Image-backed grounding data:
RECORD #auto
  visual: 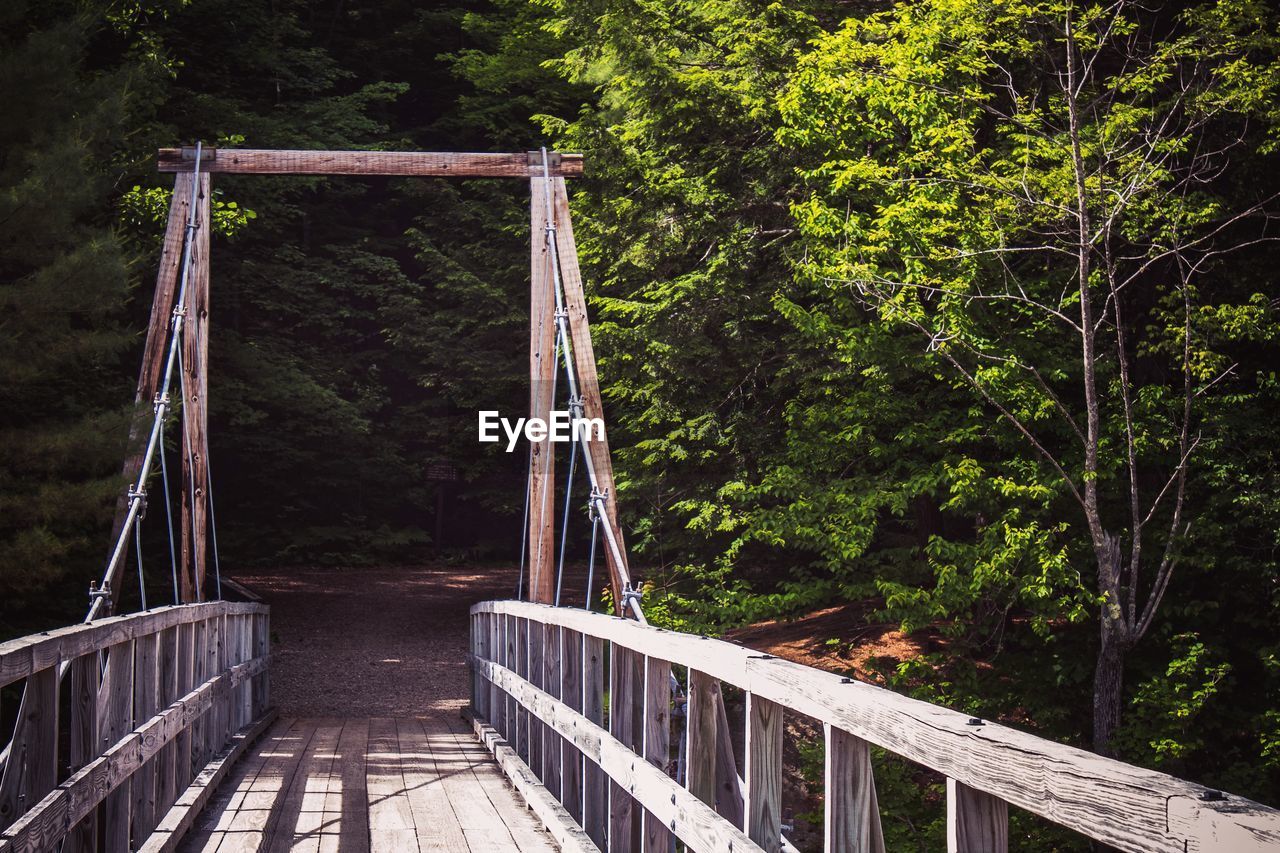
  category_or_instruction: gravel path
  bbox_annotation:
[228,563,523,717]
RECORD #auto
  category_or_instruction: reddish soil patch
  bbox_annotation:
[228,562,522,717]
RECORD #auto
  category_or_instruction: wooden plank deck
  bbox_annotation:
[178,716,558,853]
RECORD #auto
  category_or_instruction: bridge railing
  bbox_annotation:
[0,602,271,853]
[469,600,1280,853]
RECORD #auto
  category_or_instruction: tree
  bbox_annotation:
[779,0,1280,753]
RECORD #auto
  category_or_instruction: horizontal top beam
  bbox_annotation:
[157,148,583,177]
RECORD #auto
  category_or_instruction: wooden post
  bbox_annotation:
[66,653,101,852]
[543,623,562,800]
[746,694,783,851]
[179,172,212,602]
[583,635,607,849]
[104,174,195,611]
[947,779,1008,853]
[562,629,585,823]
[643,656,673,852]
[101,641,134,853]
[550,179,632,611]
[688,670,718,812]
[528,620,545,778]
[824,726,885,853]
[715,686,745,828]
[609,644,641,852]
[528,178,557,604]
[131,634,160,841]
[0,669,59,832]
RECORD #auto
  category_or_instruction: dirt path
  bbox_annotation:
[229,563,523,717]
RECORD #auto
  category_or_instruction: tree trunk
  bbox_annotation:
[1093,606,1127,757]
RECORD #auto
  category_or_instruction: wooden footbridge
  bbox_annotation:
[2,148,1279,853]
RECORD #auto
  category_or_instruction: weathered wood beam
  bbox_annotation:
[179,173,212,602]
[473,600,1280,853]
[549,179,632,612]
[157,148,584,177]
[528,180,557,604]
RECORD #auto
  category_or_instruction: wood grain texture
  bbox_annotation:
[0,603,265,691]
[104,172,193,597]
[465,710,600,853]
[824,726,884,853]
[132,634,161,841]
[179,172,211,603]
[608,644,640,853]
[157,148,584,177]
[643,657,673,853]
[542,623,562,801]
[550,179,631,610]
[582,636,607,850]
[472,656,765,853]
[947,778,1008,853]
[746,694,783,852]
[561,630,584,824]
[471,600,1280,853]
[0,657,267,853]
[136,710,278,853]
[687,669,718,815]
[527,178,557,604]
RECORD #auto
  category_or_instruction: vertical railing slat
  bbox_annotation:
[643,656,673,852]
[542,622,562,801]
[824,725,885,853]
[102,640,134,853]
[947,778,1008,853]
[583,634,607,850]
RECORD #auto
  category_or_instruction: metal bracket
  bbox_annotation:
[89,580,112,608]
[622,585,643,607]
[153,392,170,413]
[128,487,148,519]
[179,145,216,163]
[528,150,562,170]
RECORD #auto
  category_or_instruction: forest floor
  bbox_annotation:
[227,561,524,717]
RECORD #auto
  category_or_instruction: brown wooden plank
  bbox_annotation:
[66,653,102,853]
[0,603,265,692]
[366,719,415,838]
[582,636,606,851]
[463,711,597,853]
[0,657,267,853]
[264,721,342,852]
[104,172,195,606]
[550,179,630,610]
[0,669,59,834]
[823,725,884,853]
[608,644,639,852]
[332,719,369,852]
[394,719,467,853]
[745,694,783,852]
[714,686,745,829]
[527,177,557,604]
[561,630,584,824]
[474,656,765,853]
[133,634,162,840]
[472,614,489,721]
[527,621,545,782]
[947,778,1007,853]
[158,148,583,177]
[541,624,562,802]
[179,172,211,603]
[643,657,672,853]
[157,627,181,820]
[687,669,718,815]
[138,709,278,853]
[103,641,135,853]
[473,600,1280,853]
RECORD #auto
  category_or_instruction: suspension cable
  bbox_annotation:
[133,509,148,611]
[87,141,204,623]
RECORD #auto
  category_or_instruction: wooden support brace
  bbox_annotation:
[528,178,557,604]
[158,148,584,177]
[179,173,211,603]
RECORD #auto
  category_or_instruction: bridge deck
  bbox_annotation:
[179,716,556,853]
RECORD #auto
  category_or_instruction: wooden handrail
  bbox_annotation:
[0,602,272,852]
[469,600,1280,853]
[156,148,584,177]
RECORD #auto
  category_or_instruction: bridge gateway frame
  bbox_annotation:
[117,146,633,611]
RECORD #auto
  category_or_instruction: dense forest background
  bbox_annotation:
[2,0,1279,845]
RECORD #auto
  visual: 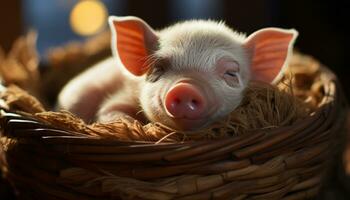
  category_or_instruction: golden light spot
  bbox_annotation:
[70,0,108,36]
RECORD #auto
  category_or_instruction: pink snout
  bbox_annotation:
[165,83,207,119]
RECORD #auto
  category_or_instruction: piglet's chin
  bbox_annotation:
[167,118,210,131]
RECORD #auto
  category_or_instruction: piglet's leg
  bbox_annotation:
[97,104,139,123]
[58,58,124,123]
[97,92,146,123]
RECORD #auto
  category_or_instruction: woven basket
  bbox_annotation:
[0,35,348,199]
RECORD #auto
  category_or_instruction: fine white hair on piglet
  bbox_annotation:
[58,16,298,131]
[156,20,250,81]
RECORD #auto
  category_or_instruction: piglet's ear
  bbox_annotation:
[243,28,298,83]
[109,16,158,76]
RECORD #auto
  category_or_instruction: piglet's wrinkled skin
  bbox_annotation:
[58,16,298,131]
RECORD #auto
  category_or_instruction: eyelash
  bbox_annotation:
[225,71,237,77]
[146,65,165,82]
[223,71,240,87]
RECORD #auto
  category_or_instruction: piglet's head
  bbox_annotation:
[109,16,298,131]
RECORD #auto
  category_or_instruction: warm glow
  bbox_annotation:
[70,0,108,36]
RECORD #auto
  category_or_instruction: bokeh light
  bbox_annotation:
[70,0,108,36]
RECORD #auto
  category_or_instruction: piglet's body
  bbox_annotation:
[58,16,298,130]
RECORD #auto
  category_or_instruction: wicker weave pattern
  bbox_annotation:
[0,55,347,200]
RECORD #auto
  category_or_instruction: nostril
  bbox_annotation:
[190,99,197,108]
[174,98,181,104]
[188,100,197,111]
[191,99,199,105]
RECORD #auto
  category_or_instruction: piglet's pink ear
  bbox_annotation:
[108,16,158,76]
[244,28,298,83]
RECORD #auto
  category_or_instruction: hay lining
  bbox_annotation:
[0,77,316,142]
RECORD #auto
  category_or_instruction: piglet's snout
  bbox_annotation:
[165,83,207,119]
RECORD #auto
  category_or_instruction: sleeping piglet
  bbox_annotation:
[58,16,298,131]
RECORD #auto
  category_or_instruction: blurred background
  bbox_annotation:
[0,0,349,98]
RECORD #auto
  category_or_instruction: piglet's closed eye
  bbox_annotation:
[244,28,298,84]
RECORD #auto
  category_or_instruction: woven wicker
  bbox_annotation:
[0,48,348,199]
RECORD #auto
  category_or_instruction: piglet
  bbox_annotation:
[58,16,298,131]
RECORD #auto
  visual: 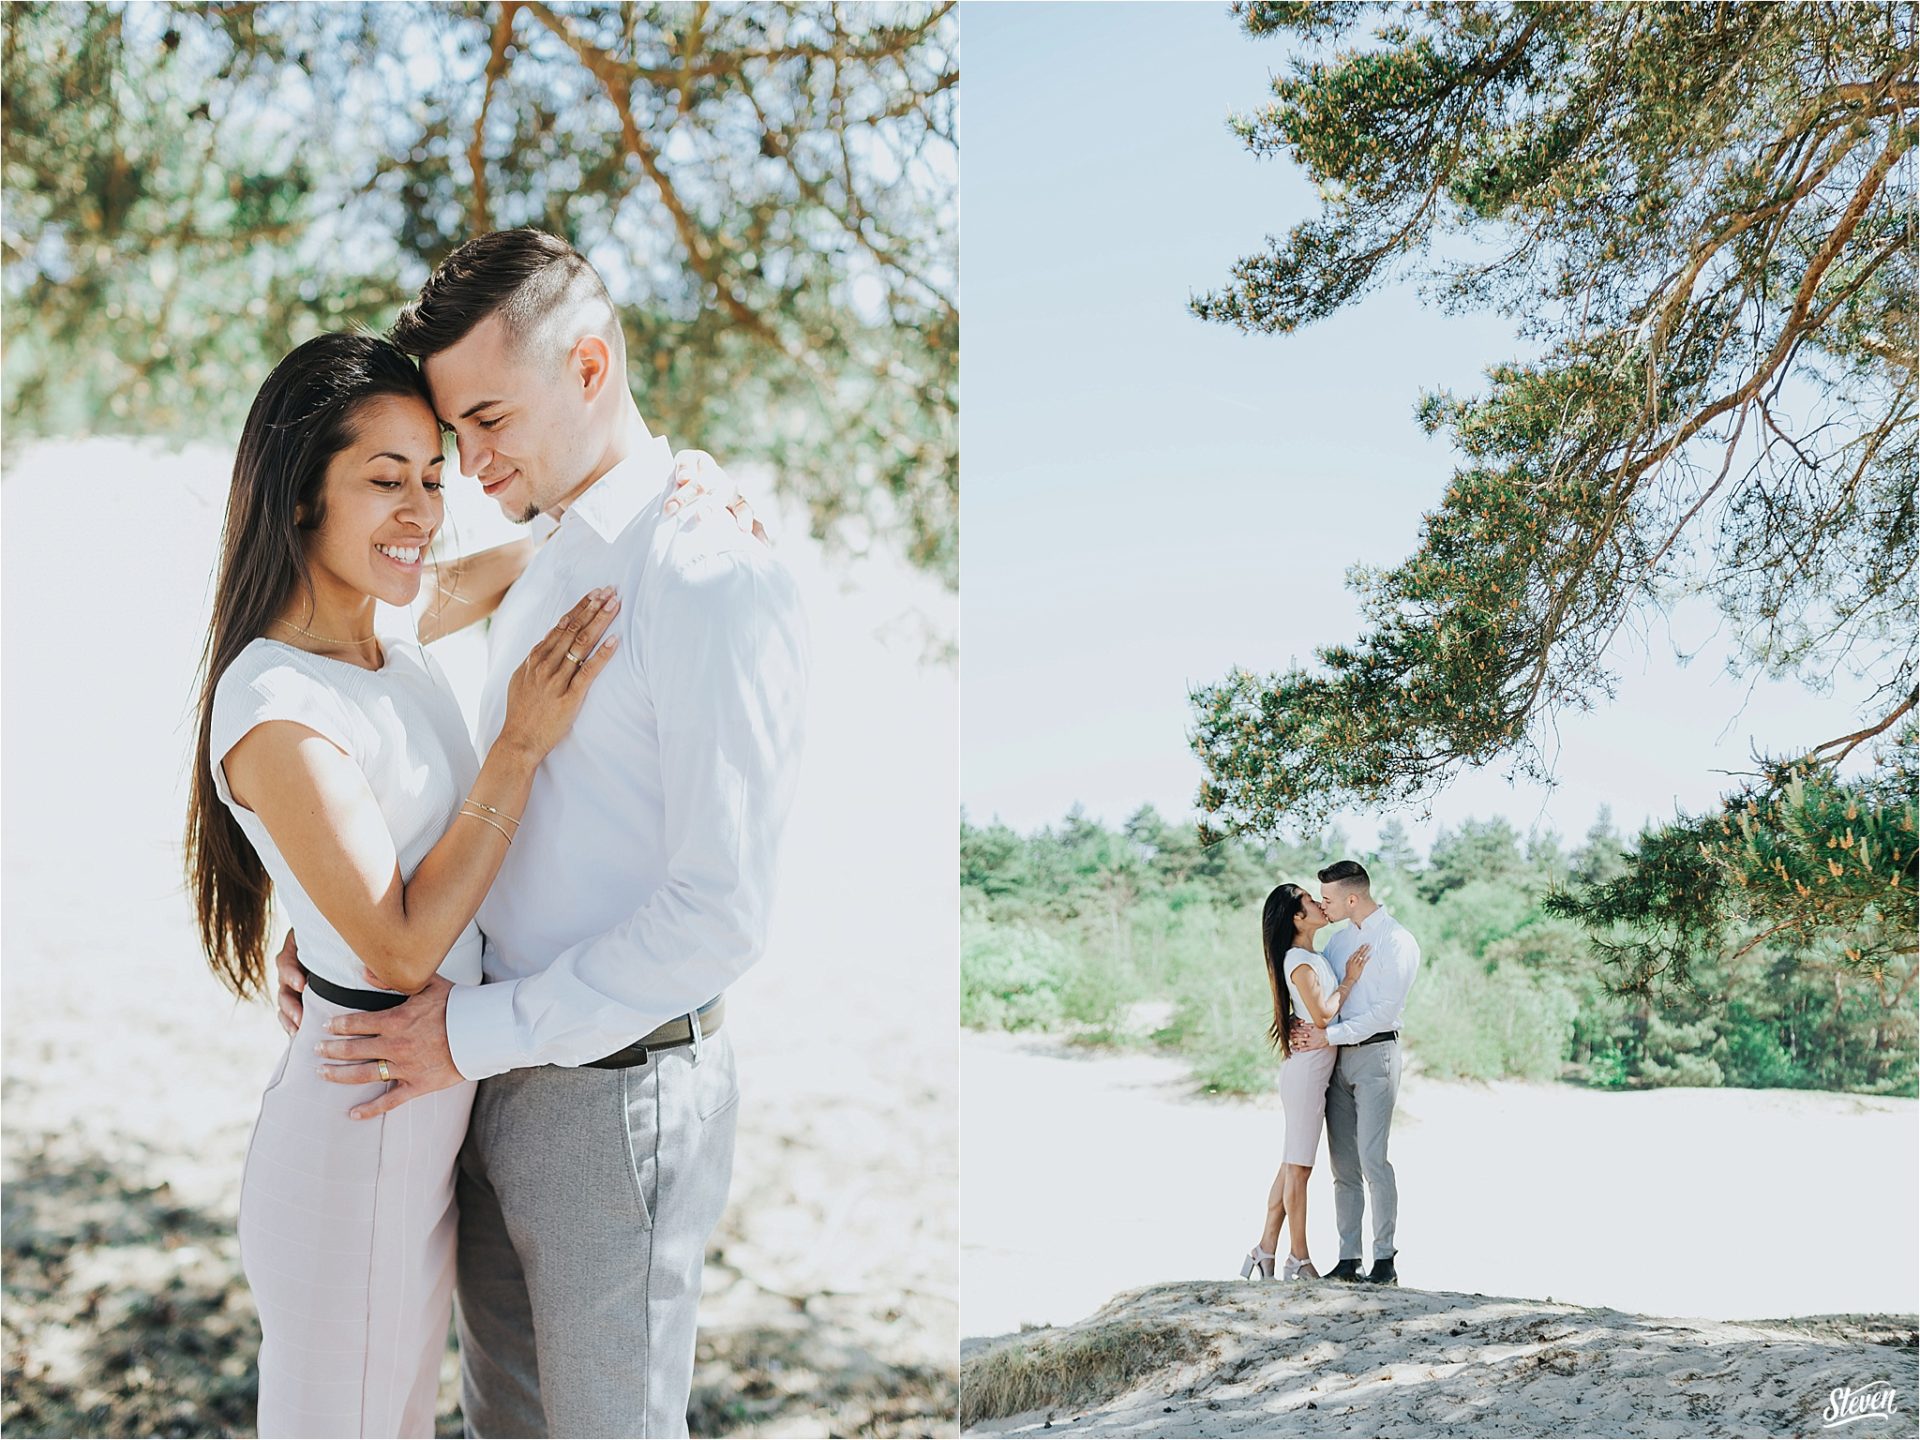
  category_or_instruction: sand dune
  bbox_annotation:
[961,1029,1918,1435]
[961,1281,1919,1437]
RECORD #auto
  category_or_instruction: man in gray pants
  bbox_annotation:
[1290,860,1421,1286]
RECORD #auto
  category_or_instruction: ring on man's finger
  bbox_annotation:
[377,1060,392,1083]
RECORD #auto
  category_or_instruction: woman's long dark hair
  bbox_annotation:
[1261,883,1311,1058]
[185,332,432,999]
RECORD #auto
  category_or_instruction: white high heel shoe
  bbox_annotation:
[1281,1254,1320,1281]
[1238,1244,1277,1280]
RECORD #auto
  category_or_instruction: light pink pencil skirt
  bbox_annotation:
[1279,1043,1338,1166]
[237,991,476,1439]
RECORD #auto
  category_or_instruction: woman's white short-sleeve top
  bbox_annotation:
[209,636,485,991]
[1284,945,1340,1025]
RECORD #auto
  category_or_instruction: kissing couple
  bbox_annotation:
[1239,861,1422,1285]
[184,229,809,1437]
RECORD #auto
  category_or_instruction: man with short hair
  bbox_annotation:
[283,228,809,1436]
[1291,859,1421,1285]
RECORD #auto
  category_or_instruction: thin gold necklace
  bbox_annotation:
[274,616,378,646]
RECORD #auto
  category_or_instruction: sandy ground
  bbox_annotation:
[962,1282,1920,1437]
[960,1030,1920,1341]
[1,438,959,1437]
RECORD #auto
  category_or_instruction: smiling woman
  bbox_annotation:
[283,393,446,636]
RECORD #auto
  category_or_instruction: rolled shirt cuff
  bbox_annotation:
[444,978,524,1082]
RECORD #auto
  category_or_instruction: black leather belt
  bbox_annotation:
[305,971,408,1012]
[1347,1029,1399,1048]
[581,997,726,1070]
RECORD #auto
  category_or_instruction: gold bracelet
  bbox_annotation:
[458,807,514,845]
[462,796,521,831]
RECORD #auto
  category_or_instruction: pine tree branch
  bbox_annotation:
[734,65,955,318]
[468,1,521,235]
[521,0,787,352]
[1801,687,1919,768]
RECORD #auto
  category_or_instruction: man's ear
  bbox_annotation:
[572,333,615,403]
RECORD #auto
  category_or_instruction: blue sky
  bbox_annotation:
[959,1,1876,853]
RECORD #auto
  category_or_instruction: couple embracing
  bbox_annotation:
[1240,861,1421,1286]
[184,229,809,1437]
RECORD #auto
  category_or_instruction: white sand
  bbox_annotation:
[1,438,958,1435]
[961,1029,1919,1340]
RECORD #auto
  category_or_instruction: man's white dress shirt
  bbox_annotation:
[443,429,809,1080]
[1321,905,1420,1047]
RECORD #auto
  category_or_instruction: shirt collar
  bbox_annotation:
[561,428,674,543]
[1354,905,1393,932]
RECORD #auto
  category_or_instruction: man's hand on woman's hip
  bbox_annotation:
[314,974,464,1120]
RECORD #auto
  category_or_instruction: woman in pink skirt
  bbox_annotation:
[1239,883,1370,1282]
[184,332,735,1436]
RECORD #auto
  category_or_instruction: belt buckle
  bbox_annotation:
[688,1008,704,1065]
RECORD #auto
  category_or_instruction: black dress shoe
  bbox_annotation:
[1323,1257,1365,1282]
[1363,1256,1398,1286]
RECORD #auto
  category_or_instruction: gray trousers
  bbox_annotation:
[452,1029,739,1438]
[1324,1038,1402,1262]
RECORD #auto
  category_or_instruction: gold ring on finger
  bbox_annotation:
[566,649,585,664]
[377,1059,392,1083]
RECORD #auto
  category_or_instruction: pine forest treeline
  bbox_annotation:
[961,805,1916,1097]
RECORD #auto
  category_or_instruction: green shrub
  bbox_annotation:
[1057,932,1138,1039]
[1132,898,1289,1094]
[1585,1041,1632,1089]
[960,919,1070,1031]
[1718,1001,1809,1089]
[1190,1032,1279,1096]
[1406,944,1580,1081]
[1636,1009,1726,1086]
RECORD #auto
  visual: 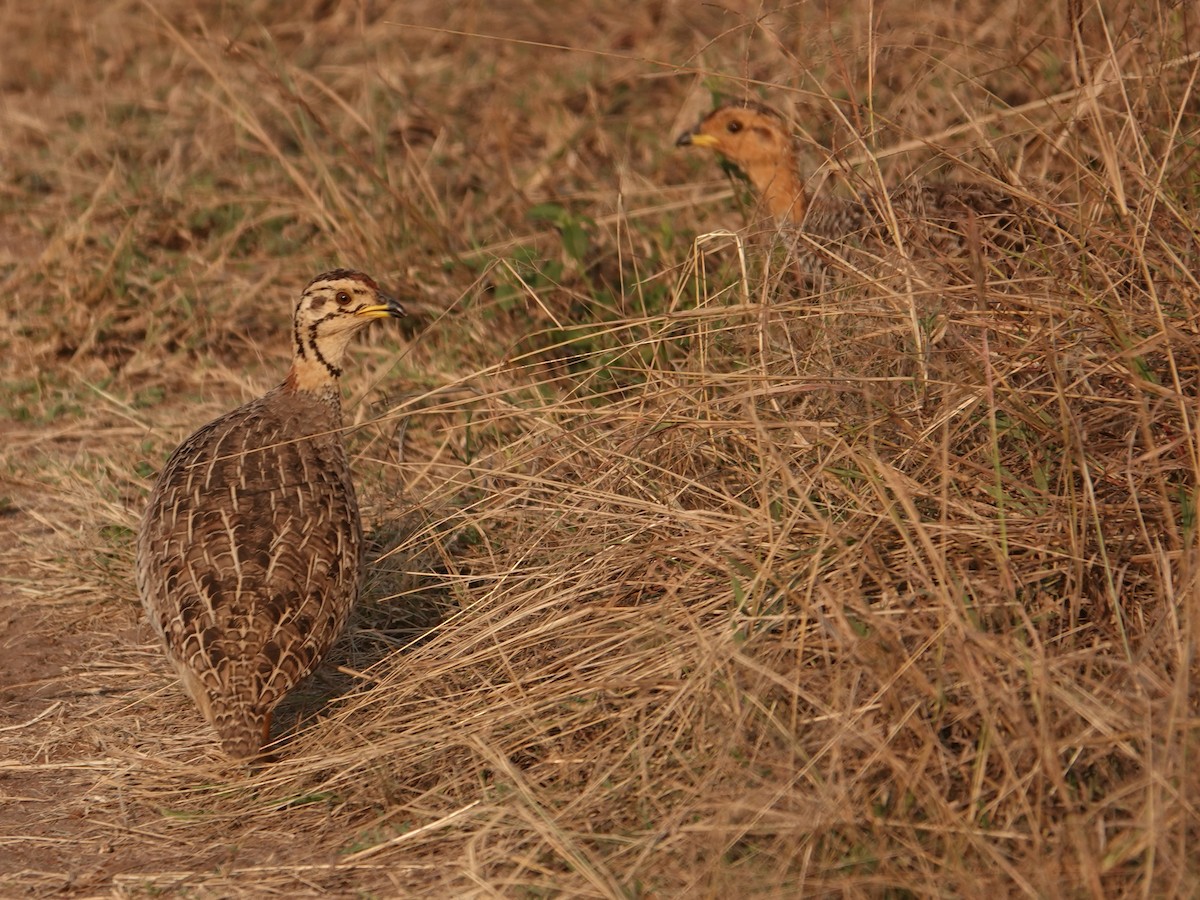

▸ **What needs to be done**: Copy nothing but the lines from the start of the entries through the line with "category_or_instruction: wood grain texture". Write them out exactly, without pictures.

▸ **Answer to this task**:
RECORD #auto
  visual: 
  category_or_instruction: gravel path
  bbox_annotation:
[228,563,523,717]
RECORD #auto
  category_or_instruction: reddish soil patch
  bbox_annotation:
[228,562,522,717]
RECORD #auto
  category_or_instruction: wooden plank deck
  bbox_annotation:
[178,716,558,853]
RECORD #auto
  category_or_instruction: bridge railing
  bbox_annotation:
[0,602,271,853]
[469,600,1280,853]
RECORD #auto
  category_or_instruction: tree
  bbox_annotation:
[779,0,1280,753]
RECORD #auto
  category_or_instruction: horizontal top beam
  bbox_annotation:
[157,148,583,177]
RECORD #auto
  category_or_instruction: wooden post
  bbox_annotation:
[66,653,101,852]
[543,623,562,800]
[746,694,783,851]
[179,172,212,602]
[583,635,607,849]
[104,174,195,611]
[947,779,1008,853]
[562,629,585,823]
[643,656,673,852]
[101,641,134,853]
[550,179,632,611]
[688,670,718,812]
[528,620,545,778]
[824,726,885,853]
[715,686,745,828]
[609,644,641,852]
[528,178,557,604]
[131,634,160,841]
[0,669,59,832]
RECORD #auto
  category_or_instruction: dirt path
  bbox_annotation:
[229,563,523,717]
RECORD #auto
  category_or_instruction: tree trunk
  bbox_annotation:
[1093,606,1127,757]
RECORD #auto
  category_or_instruction: wooden footbridge
  bbox_annotation:
[2,148,1279,853]
RECORD #auto
  category_or_instruction: weathered wood beam
  bbox_annotation:
[179,173,212,602]
[473,600,1280,853]
[549,179,632,612]
[157,148,584,177]
[528,180,557,604]
RECORD #auto
  category_or_instruction: wood grain texture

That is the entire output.